● **AIM OF THE TASK**: Everything from the line holding "In this exercise you will mark the car door" through the last line below must be repeated exactly, and nothing else.

Rows from a pointing dataset:
##############################

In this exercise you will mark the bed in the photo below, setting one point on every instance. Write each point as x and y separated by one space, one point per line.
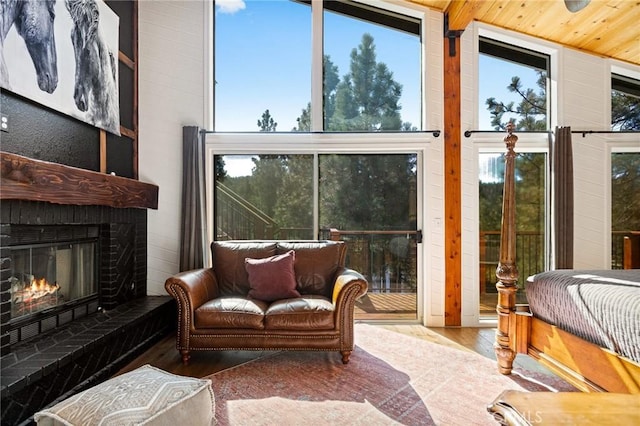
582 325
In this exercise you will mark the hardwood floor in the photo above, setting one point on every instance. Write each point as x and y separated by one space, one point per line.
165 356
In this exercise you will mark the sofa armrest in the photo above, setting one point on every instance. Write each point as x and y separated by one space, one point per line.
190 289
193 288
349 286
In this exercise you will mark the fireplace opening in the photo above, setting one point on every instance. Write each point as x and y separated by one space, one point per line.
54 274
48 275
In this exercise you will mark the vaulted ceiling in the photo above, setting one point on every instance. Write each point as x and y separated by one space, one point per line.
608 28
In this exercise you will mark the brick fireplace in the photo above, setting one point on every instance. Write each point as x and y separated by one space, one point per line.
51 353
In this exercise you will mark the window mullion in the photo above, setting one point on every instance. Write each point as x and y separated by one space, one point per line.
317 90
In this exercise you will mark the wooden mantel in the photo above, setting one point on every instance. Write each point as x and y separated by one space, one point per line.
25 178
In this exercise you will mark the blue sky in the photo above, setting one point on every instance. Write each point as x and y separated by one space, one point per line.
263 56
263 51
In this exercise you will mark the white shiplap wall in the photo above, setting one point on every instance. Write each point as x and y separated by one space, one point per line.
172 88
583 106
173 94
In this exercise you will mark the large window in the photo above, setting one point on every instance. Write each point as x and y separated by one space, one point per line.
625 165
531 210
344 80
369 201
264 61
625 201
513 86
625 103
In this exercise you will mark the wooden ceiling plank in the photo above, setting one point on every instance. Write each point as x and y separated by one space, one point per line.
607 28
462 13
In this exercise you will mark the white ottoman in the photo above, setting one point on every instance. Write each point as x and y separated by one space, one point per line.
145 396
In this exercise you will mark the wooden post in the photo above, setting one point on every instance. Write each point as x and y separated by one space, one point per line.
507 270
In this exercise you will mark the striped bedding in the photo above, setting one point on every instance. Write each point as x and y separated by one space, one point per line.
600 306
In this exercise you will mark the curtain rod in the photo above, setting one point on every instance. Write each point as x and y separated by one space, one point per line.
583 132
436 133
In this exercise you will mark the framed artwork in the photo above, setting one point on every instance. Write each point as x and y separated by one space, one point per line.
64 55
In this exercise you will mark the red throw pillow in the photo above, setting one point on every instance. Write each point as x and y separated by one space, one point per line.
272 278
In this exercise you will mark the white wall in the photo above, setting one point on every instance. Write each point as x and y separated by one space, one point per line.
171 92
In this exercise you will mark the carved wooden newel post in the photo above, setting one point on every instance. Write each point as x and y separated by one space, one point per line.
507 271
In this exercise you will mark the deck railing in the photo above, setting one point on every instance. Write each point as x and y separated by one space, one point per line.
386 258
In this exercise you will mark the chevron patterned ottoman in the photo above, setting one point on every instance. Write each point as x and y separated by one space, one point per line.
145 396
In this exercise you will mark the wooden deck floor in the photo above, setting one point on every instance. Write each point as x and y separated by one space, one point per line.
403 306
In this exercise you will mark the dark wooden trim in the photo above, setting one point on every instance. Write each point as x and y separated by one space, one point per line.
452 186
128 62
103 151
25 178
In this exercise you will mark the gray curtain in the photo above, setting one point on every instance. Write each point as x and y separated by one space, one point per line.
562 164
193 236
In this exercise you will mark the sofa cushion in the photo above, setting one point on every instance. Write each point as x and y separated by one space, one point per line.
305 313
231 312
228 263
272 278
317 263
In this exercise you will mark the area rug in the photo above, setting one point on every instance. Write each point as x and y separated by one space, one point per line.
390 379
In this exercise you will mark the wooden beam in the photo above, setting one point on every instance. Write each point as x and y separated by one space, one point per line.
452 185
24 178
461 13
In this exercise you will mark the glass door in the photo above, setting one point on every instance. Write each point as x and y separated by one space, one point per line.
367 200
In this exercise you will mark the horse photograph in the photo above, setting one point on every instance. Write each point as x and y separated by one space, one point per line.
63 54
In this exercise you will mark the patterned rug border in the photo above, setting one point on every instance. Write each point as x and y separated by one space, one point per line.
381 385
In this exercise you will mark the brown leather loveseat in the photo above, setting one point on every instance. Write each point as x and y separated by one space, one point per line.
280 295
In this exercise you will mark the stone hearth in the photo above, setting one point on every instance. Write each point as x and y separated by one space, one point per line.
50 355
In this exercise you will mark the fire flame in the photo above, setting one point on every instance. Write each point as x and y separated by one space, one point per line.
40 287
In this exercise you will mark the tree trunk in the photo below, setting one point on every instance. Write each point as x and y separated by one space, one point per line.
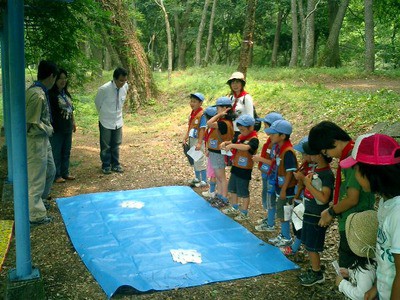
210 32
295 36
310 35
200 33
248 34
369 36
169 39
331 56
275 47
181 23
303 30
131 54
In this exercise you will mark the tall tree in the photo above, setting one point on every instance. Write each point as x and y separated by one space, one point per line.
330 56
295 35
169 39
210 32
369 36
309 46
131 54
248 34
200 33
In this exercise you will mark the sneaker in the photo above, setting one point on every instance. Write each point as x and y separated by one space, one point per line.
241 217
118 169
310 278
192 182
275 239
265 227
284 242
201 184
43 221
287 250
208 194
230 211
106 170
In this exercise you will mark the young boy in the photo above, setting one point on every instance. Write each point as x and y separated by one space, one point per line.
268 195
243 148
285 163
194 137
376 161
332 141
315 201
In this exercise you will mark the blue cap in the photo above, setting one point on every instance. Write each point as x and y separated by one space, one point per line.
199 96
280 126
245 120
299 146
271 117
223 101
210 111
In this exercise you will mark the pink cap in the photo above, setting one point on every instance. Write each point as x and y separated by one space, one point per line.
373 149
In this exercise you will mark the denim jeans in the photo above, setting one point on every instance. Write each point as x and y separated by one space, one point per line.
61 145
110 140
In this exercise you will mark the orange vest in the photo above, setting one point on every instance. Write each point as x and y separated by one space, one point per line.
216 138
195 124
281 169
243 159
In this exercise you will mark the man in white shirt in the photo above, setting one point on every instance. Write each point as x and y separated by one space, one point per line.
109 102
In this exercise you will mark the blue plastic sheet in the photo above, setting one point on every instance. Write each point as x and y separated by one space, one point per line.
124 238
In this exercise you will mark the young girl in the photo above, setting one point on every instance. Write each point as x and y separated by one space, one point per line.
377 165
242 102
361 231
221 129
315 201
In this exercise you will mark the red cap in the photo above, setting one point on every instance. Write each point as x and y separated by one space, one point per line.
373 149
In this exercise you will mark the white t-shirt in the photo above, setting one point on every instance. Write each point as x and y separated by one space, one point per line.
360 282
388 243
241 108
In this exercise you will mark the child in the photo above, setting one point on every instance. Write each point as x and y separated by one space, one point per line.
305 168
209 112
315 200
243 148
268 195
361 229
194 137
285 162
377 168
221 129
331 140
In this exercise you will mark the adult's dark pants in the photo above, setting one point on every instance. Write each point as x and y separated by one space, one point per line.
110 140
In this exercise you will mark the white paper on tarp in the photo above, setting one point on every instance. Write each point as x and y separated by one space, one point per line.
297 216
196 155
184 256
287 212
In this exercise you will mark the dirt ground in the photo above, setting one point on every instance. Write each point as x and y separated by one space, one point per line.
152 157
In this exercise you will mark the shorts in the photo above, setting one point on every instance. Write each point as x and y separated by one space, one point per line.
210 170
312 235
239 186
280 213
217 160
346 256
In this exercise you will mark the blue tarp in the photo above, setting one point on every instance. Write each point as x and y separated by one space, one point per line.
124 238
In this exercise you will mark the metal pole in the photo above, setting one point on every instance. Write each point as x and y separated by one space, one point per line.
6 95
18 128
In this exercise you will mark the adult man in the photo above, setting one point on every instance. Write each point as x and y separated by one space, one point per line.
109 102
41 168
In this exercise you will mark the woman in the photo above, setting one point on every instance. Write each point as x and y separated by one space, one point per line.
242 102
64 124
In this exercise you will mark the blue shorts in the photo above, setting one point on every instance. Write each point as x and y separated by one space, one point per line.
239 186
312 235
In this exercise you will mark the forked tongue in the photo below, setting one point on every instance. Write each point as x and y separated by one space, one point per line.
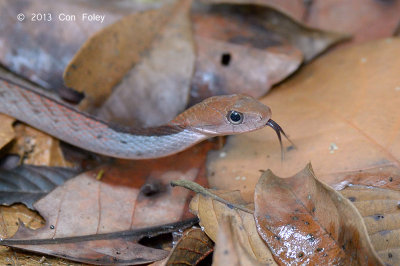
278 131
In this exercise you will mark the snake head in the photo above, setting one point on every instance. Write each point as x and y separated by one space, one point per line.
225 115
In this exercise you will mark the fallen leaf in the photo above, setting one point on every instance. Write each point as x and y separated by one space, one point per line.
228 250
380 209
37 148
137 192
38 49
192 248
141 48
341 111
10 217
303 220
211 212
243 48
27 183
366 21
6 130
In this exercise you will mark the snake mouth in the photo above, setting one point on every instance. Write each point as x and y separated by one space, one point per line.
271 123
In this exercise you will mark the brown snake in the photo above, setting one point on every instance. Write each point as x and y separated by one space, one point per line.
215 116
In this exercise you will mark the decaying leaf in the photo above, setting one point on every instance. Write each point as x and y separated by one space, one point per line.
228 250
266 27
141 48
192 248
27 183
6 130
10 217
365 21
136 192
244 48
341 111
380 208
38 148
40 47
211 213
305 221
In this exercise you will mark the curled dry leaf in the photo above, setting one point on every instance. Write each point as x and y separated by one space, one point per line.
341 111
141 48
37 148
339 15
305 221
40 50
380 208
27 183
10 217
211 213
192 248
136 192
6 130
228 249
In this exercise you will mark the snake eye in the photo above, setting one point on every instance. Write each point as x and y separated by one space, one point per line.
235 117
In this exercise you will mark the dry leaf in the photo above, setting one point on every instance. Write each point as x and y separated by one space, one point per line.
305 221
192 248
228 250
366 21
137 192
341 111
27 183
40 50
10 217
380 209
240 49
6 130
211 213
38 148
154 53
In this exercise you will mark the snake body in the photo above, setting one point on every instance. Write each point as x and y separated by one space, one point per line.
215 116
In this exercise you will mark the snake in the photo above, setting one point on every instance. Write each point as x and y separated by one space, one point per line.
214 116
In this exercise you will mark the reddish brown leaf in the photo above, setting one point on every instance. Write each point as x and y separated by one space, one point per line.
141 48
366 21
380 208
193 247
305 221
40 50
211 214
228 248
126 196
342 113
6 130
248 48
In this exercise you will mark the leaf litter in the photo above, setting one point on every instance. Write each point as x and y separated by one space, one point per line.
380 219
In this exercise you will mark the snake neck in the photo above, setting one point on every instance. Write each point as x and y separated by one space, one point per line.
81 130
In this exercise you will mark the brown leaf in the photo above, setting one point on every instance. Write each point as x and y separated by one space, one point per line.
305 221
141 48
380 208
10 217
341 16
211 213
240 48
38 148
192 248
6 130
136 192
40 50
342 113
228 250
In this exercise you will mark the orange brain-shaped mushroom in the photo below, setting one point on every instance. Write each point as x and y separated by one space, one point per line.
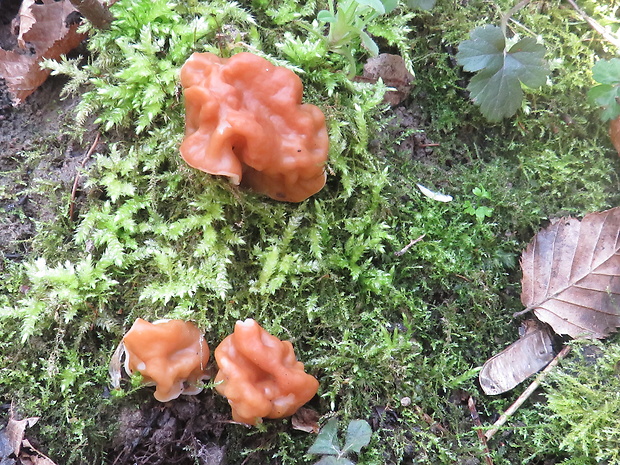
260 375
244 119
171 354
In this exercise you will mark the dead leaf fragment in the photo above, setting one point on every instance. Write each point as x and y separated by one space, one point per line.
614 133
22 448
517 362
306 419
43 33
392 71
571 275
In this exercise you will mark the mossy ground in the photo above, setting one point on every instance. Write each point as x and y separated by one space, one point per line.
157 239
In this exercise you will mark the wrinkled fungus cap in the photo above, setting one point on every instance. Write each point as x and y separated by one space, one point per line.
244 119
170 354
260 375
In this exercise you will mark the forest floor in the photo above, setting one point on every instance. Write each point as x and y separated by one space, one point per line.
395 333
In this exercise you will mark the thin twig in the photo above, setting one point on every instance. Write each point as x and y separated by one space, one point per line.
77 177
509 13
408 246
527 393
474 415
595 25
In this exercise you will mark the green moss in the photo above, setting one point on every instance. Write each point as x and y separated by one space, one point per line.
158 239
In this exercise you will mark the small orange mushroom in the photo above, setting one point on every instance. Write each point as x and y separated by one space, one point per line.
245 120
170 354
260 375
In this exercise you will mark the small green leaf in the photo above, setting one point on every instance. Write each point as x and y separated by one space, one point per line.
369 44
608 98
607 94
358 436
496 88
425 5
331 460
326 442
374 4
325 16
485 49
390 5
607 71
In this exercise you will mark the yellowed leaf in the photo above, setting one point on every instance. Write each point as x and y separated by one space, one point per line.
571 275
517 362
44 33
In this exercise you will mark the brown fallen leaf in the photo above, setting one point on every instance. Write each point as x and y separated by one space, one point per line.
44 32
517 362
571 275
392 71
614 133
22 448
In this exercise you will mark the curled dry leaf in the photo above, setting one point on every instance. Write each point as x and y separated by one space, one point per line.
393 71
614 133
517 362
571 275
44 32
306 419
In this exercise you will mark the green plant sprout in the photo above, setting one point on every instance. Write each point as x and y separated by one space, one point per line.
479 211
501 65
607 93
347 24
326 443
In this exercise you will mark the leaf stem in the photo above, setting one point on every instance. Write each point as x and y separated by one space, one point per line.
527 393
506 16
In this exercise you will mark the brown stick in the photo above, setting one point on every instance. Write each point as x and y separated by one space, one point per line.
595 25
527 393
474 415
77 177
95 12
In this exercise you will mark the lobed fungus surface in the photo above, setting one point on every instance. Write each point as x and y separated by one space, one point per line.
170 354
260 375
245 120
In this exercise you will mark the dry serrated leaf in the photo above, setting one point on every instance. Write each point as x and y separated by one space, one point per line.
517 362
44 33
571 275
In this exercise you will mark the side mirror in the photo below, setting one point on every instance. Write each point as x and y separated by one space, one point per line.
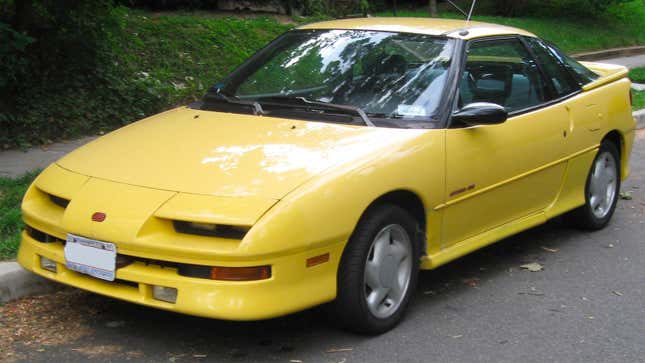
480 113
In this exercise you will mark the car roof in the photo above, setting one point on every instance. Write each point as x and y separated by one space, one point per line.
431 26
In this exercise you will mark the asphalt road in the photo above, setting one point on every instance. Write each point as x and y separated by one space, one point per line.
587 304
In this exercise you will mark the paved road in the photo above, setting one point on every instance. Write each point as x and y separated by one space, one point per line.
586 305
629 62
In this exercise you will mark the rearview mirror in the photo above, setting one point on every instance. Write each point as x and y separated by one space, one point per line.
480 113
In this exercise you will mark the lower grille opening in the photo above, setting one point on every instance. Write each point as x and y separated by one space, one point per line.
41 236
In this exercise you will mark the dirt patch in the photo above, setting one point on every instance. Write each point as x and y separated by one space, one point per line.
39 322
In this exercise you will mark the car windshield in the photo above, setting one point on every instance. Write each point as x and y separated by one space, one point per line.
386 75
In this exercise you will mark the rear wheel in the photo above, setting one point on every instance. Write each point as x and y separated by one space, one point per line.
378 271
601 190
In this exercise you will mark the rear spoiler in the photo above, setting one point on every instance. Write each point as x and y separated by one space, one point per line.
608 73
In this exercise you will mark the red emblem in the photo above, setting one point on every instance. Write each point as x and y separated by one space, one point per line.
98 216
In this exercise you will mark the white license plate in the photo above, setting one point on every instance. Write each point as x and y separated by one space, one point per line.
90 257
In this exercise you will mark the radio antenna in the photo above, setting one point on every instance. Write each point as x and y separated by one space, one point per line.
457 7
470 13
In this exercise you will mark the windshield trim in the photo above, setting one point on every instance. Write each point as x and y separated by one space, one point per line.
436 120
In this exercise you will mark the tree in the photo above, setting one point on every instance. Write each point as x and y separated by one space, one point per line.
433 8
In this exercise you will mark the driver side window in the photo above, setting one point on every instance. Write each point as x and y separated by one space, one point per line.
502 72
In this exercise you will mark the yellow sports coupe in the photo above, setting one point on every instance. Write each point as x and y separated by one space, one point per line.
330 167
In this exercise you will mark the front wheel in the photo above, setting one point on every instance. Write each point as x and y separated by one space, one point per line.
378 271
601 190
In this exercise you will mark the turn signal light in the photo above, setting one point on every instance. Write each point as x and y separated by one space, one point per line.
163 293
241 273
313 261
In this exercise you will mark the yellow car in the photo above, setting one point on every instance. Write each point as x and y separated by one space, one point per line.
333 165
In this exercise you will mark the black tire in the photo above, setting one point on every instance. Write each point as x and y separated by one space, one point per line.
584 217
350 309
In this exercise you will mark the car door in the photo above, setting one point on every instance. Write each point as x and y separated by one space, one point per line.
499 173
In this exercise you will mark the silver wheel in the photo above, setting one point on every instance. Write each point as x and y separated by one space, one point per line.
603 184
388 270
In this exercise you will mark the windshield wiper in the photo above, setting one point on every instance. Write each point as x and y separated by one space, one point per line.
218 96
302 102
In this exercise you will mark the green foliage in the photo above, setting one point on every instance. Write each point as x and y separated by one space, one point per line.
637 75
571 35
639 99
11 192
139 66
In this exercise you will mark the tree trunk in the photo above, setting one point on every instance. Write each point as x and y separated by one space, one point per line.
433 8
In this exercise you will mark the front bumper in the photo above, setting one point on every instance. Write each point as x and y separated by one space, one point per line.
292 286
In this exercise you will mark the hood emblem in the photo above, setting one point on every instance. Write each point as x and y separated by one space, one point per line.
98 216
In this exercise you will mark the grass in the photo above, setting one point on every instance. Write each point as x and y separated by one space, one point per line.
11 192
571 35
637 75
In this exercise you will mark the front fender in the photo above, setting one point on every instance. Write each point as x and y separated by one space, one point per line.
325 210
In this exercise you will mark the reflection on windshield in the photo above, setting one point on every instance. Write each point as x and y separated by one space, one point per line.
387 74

##############################

● **OUTPUT OF THE EXERCISE**:
In this exercise you will mark the car door in the photo above, setting one point on every instance. Write each point as x and y separated by one space, one point per line.
499 173
In this exercise you will mark the silver wheel in the photo above, setting one point on every instance. Write each point as x and y separated by one space, one point per line.
603 184
388 270
In this exercise you will mark the windshield wiper in the photo above, setting one point on every instance. Write each point as x and y separated by one space, one point per line.
218 96
302 102
In this exercise you will mark the green foliage in the photo above, setting one point on every instance. Write each point as x and y separated by one space, one point per line.
637 75
571 35
639 99
11 192
139 66
In this exercise you will mark the tree trunk in the photo above, setting one point on every instance. Write each point as x and y separated by one space, one point per line.
433 8
In this exercise you will mark the front bumper in the photo above, setting one point on every instance. Write each point as x and y separated by one space, one point per line.
292 286
In this exercise you will mark the hood emblem in the photo above, setting one point on every instance. Write each point as x and y separated by one space, one point per line.
98 216
In this exercise you will mark the grass in the photo above, setting one point on every instance. Write each point as x and y separated by one space, one point per line.
11 192
571 35
637 75
In this exercise you will mark the front fender in the photo above, setting one point on every instance. Write each point as x and y separated by one space, one point per line.
325 210
In this exercise you will mark the reflection on windshield in the photo above, setting one point on every instance. Write each point as x and y separated by one space, one point per line.
387 74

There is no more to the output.